- [Aufgabenstellung]: Aktualisiere die folgenden Zeilen aller Datensätze, indem du „paths“ überall durch „Pfade“ ersetzt. Alles andere bleibt unverändert.

- [Extrahierte Datensätze]:
__________

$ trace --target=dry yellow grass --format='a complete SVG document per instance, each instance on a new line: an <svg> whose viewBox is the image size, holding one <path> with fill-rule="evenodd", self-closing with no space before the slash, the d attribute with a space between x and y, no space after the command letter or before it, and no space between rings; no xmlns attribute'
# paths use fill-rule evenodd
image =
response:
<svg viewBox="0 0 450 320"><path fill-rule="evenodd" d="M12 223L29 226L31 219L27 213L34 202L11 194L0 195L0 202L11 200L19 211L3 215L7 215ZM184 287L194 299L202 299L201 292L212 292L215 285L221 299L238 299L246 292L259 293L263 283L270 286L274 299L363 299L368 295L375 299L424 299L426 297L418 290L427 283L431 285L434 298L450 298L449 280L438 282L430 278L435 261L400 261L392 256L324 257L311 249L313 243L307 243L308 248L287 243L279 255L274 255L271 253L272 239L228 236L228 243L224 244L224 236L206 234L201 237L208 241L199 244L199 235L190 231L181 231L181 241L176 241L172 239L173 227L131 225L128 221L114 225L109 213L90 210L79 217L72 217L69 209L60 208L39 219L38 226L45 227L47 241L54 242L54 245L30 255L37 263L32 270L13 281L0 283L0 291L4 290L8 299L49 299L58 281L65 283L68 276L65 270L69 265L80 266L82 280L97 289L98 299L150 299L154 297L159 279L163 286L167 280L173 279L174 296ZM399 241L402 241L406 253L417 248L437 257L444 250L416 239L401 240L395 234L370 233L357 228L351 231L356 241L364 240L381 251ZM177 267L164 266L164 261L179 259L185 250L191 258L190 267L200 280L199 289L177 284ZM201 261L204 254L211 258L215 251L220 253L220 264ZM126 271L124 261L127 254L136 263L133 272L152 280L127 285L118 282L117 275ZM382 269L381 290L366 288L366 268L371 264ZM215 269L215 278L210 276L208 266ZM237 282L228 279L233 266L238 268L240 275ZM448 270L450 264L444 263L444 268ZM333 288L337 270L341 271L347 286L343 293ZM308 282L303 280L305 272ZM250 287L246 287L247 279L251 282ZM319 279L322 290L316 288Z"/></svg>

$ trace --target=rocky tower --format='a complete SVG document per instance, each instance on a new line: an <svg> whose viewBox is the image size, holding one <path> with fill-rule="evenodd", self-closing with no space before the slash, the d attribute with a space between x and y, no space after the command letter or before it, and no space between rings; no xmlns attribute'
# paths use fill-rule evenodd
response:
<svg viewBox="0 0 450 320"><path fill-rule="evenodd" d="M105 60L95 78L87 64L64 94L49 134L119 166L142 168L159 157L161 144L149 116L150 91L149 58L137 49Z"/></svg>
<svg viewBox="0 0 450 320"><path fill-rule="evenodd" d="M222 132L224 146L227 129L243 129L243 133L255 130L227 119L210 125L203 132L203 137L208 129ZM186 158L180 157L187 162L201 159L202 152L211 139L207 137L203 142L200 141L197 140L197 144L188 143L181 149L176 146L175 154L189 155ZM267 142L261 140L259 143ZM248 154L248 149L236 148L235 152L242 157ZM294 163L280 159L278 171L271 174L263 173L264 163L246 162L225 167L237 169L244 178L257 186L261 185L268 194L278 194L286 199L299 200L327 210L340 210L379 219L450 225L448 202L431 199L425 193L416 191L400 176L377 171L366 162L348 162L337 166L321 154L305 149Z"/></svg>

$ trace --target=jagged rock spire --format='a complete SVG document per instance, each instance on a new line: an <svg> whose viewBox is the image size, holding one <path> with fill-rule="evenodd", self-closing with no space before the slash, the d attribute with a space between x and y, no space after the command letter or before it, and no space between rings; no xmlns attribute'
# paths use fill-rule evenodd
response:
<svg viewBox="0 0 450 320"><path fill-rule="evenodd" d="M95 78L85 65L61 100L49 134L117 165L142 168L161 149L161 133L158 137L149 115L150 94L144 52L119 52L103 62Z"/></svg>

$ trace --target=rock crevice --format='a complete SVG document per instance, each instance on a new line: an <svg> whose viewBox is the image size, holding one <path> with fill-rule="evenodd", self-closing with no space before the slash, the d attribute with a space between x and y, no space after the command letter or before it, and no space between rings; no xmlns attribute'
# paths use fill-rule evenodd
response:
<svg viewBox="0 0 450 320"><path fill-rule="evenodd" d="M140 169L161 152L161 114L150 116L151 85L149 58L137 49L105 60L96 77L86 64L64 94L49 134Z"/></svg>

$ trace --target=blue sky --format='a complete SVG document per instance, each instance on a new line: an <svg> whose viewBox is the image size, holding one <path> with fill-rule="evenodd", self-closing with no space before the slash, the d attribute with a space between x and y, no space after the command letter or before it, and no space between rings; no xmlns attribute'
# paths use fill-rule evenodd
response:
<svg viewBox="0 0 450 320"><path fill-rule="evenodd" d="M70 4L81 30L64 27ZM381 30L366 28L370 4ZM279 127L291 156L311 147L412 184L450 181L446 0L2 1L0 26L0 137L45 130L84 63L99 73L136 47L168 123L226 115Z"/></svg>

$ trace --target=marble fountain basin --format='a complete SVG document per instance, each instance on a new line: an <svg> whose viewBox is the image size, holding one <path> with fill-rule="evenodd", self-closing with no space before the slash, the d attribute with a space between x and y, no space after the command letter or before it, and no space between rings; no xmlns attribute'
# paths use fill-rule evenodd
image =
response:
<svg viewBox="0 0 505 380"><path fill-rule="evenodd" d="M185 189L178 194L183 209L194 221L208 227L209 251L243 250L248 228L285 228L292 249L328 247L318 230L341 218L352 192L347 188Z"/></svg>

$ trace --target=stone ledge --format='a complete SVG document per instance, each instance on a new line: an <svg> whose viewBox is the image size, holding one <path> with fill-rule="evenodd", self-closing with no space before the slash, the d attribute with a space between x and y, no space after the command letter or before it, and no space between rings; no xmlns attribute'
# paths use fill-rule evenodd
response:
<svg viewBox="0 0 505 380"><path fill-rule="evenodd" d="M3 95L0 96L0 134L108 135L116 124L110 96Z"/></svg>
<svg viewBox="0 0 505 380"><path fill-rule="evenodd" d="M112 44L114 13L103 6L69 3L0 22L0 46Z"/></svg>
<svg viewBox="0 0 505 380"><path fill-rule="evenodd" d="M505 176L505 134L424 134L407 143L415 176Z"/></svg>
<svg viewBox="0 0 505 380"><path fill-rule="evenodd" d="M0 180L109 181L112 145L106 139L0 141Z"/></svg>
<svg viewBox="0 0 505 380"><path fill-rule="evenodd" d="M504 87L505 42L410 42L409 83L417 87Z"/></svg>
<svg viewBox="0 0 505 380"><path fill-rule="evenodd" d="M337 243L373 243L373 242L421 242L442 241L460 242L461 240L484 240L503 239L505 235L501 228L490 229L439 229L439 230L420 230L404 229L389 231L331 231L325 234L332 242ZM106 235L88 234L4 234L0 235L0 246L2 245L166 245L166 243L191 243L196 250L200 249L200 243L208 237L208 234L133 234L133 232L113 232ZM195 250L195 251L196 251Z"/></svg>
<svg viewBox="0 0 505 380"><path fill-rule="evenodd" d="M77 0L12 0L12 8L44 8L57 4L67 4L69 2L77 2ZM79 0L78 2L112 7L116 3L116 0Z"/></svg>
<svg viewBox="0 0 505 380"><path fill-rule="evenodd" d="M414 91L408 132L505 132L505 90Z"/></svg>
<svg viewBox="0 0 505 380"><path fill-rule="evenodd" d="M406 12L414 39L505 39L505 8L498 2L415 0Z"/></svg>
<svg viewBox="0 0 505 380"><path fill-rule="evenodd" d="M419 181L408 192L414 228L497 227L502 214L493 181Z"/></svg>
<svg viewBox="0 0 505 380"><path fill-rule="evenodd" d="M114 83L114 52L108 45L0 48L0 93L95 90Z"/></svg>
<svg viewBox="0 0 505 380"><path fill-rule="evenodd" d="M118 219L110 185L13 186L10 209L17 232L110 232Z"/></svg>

__________

- [Antwort]:
$ trace --target=dry yellow grass --format='a complete SVG document per instance, each instance on a new line: an <svg> whose viewBox is the image size, holding one <path> with fill-rule="evenodd", self-closing with no space before the slash, the d attribute with a space between x and y, no space after the command letter or before it, and no space between rings; no xmlns attribute'
# Pfade use fill-rule evenodd
image =
response:
<svg viewBox="0 0 450 320"><path fill-rule="evenodd" d="M12 223L29 226L31 219L27 213L34 202L11 194L0 195L0 202L11 200L19 211L3 215L7 215ZM184 287L194 299L202 299L201 292L212 292L215 285L221 299L238 299L246 292L259 293L263 283L270 286L274 299L363 299L368 295L375 299L424 299L426 297L418 290L427 283L431 285L434 298L450 298L449 280L438 282L430 278L435 261L400 261L392 256L324 257L311 249L313 243L307 243L308 248L287 243L279 255L274 255L271 253L272 239L228 236L228 243L224 244L224 236L206 234L201 237L208 241L199 244L199 235L190 231L181 231L181 241L176 241L172 239L173 227L131 225L128 221L114 225L109 213L90 210L79 217L72 217L69 209L60 208L39 219L38 226L45 227L47 241L54 242L54 245L30 255L37 263L32 270L13 281L0 283L0 291L4 290L8 299L49 299L58 281L65 283L68 276L65 270L69 265L80 266L82 280L97 289L98 299L150 299L154 297L159 279L163 286L167 280L173 279L174 296ZM399 241L402 241L406 253L417 248L437 257L444 250L416 239L401 240L395 234L370 233L357 228L351 231L356 241L364 240L381 251ZM177 267L164 266L164 261L179 259L185 250L191 258L190 267L200 280L199 289L177 284ZM201 261L204 254L211 258L215 251L220 253L220 264ZM126 271L124 261L127 254L136 263L133 272L152 280L127 285L118 282L117 275ZM382 269L381 290L366 288L366 268L371 264ZM215 269L215 278L210 276L208 266ZM237 282L228 279L233 266L238 268L240 275ZM448 270L450 264L444 263L444 268ZM333 288L337 270L341 271L347 286L343 293ZM308 282L303 280L305 272ZM250 287L246 287L247 279L251 282ZM319 279L322 290L316 288Z"/></svg>

$ trace --target=rocky tower --format='a complete SVG document per instance, each instance on a new line: an <svg> whose viewBox is the image size, holding one <path> with fill-rule="evenodd", self-closing with no space before the slash, the d attribute with a space between x and y, no space after the command letter or before it, and no space between rings; no xmlns attribute'
# Pfade use fill-rule evenodd
response:
<svg viewBox="0 0 450 320"><path fill-rule="evenodd" d="M105 60L95 78L87 64L64 94L49 134L119 166L142 168L159 157L161 144L149 116L150 91L149 58L137 49Z"/></svg>
<svg viewBox="0 0 450 320"><path fill-rule="evenodd" d="M222 132L224 146L227 129L243 129L243 133L255 130L227 119L210 125L203 132L203 137L208 129ZM186 158L180 157L187 162L201 159L202 152L211 139L207 137L203 142L200 141L197 140L197 144L188 143L181 149L176 146L175 154L189 155ZM267 142L261 140L259 143ZM248 154L248 149L236 148L235 152L242 157ZM294 163L280 159L278 171L271 174L263 173L264 163L246 162L225 167L237 169L244 178L257 186L261 185L268 194L278 194L286 199L299 200L327 210L340 210L379 219L450 225L448 202L431 199L425 193L416 191L400 176L377 171L366 162L348 162L337 166L321 154L305 149Z"/></svg>

$ trace --target=jagged rock spire --format='a complete SVG document per instance, each instance on a new line: an <svg> whose viewBox is the image size, holding one <path> with fill-rule="evenodd", self-closing with no space before the slash, the d attribute with a space between x and y, no space after the command letter or before it, and no space between rings; no xmlns attribute'
# Pfade use fill-rule evenodd
response:
<svg viewBox="0 0 450 320"><path fill-rule="evenodd" d="M95 78L85 65L61 100L49 134L117 165L142 168L161 149L161 133L158 137L149 115L150 94L144 52L119 52L103 62Z"/></svg>

$ trace --target=rock crevice --format='a complete SVG document per instance, each instance on a new line: an <svg> whose viewBox is the image size, holding one <path> with fill-rule="evenodd", self-closing with no space before the slash, the d attribute with a space between x and y, no space after the command letter or before it, and no space between rings; no xmlns attribute'
# Pfade use fill-rule evenodd
response:
<svg viewBox="0 0 450 320"><path fill-rule="evenodd" d="M140 169L161 152L161 114L150 116L151 85L149 58L137 49L105 60L96 77L86 64L64 94L49 134Z"/></svg>

$ trace --target=blue sky --format='a complete SVG document per instance, each instance on a new line: an <svg> whose viewBox is the image size, holding one <path> with fill-rule="evenodd", self-closing with no space before the slash, the d attribute with a space between x and y, no space after the command letter or before it, and no space between rings; no xmlns attribute'
# Pfade use fill-rule evenodd
response:
<svg viewBox="0 0 450 320"><path fill-rule="evenodd" d="M70 4L81 30L64 27ZM381 30L366 28L370 4ZM279 127L291 156L311 147L412 184L450 181L446 0L2 1L0 26L0 137L45 130L84 63L99 73L136 47L168 123L226 115Z"/></svg>

$ trace --target=marble fountain basin --format='a complete SVG document per instance, each instance on a new line: an <svg> whose viewBox is the image size, holding one <path> with fill-rule="evenodd", self-closing with no space before the slash, the d attribute with a space between x and y, no space after the command letter or before it, and no space between rings; no xmlns attribute'
# Pfade use fill-rule evenodd
image =
response:
<svg viewBox="0 0 505 380"><path fill-rule="evenodd" d="M185 189L178 194L183 209L194 221L208 227L209 251L243 250L248 228L285 228L292 249L328 247L318 230L341 218L352 192L347 188Z"/></svg>

$ trace --target=stone ledge --format='a complete SVG document per instance, each instance on a new line: an <svg> whose viewBox is the image size, holding one <path> with fill-rule="evenodd", self-closing with no space before the slash, the d attribute with a space between x and y, no space after the command letter or before it, and no space between rings; no xmlns attribute'
# Pfade use fill-rule evenodd
response:
<svg viewBox="0 0 505 380"><path fill-rule="evenodd" d="M3 95L0 96L0 134L108 135L116 124L110 96Z"/></svg>
<svg viewBox="0 0 505 380"><path fill-rule="evenodd" d="M112 44L114 13L103 6L69 3L0 22L0 46Z"/></svg>
<svg viewBox="0 0 505 380"><path fill-rule="evenodd" d="M505 176L505 134L424 134L407 143L415 176Z"/></svg>
<svg viewBox="0 0 505 380"><path fill-rule="evenodd" d="M0 180L109 181L112 145L106 139L0 141Z"/></svg>
<svg viewBox="0 0 505 380"><path fill-rule="evenodd" d="M504 87L505 42L410 42L409 83L417 87Z"/></svg>
<svg viewBox="0 0 505 380"><path fill-rule="evenodd" d="M337 243L373 243L373 242L421 242L442 241L460 242L461 240L484 240L503 239L505 235L501 228L490 229L439 229L439 230L420 230L404 229L389 231L331 231L325 234L332 242ZM106 235L88 234L4 234L0 235L0 246L2 245L166 245L166 243L191 243L196 250L200 249L200 243L208 237L208 234L133 234L133 232L113 232ZM195 250L195 251L196 251Z"/></svg>
<svg viewBox="0 0 505 380"><path fill-rule="evenodd" d="M77 0L12 0L12 8L44 8L57 4L67 4L69 2L77 2ZM79 0L78 2L112 7L116 3L116 0Z"/></svg>
<svg viewBox="0 0 505 380"><path fill-rule="evenodd" d="M414 91L408 132L505 132L505 90Z"/></svg>
<svg viewBox="0 0 505 380"><path fill-rule="evenodd" d="M406 12L414 39L505 39L505 8L498 2L415 0Z"/></svg>
<svg viewBox="0 0 505 380"><path fill-rule="evenodd" d="M419 181L408 192L414 228L497 227L502 214L493 181Z"/></svg>
<svg viewBox="0 0 505 380"><path fill-rule="evenodd" d="M114 83L114 52L108 45L0 48L0 93L95 90Z"/></svg>
<svg viewBox="0 0 505 380"><path fill-rule="evenodd" d="M118 219L110 185L13 186L10 209L17 232L110 232Z"/></svg>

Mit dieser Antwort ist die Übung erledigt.